───── Given data ─────

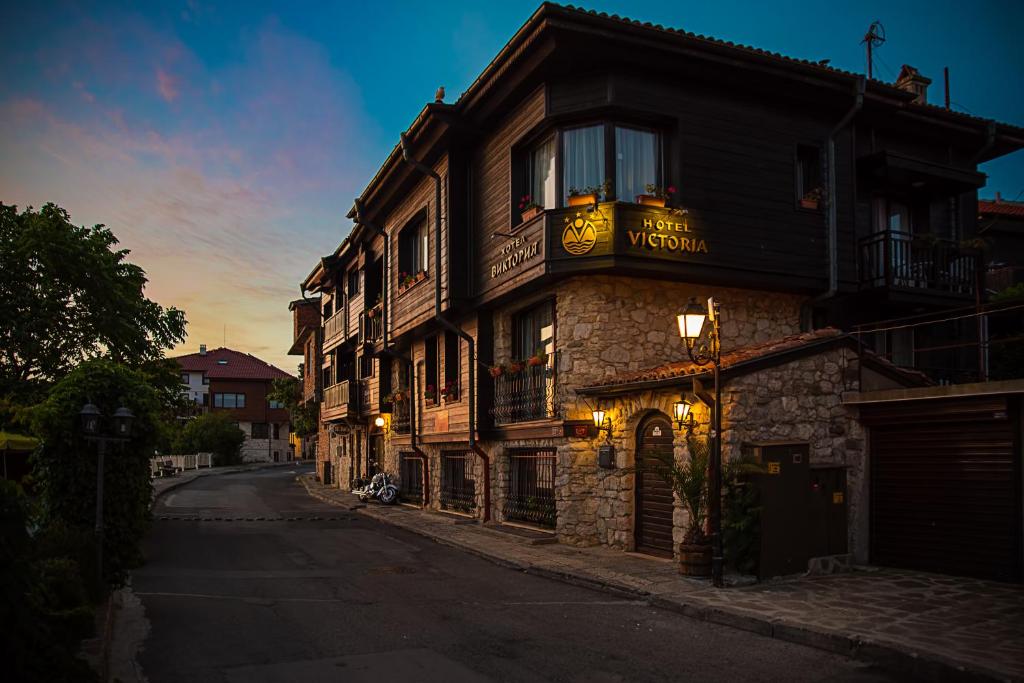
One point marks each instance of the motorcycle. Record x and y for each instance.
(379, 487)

─────
───── Given data ─────

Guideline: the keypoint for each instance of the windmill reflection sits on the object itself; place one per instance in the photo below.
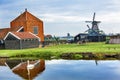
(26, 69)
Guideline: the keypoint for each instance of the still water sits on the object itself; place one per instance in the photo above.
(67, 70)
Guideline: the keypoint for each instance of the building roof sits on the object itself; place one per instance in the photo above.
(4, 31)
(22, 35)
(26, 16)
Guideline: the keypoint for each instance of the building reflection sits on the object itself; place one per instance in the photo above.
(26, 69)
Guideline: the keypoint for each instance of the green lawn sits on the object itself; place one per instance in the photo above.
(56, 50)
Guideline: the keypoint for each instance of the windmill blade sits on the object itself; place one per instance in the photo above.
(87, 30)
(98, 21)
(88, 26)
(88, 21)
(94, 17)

─────

## [Written request]
Locate each line of the entries above that contains the word "windmill", treating uppercase and lowercase as different, and copy those lines.

## [The output]
Guideline: the keypoint for each instance of the windmill reflection sits on the object itself; place one per instance in the photo below.
Guideline: the keypoint for each instance of the windmill blade sits on the object itself; place one per instance in the photo above.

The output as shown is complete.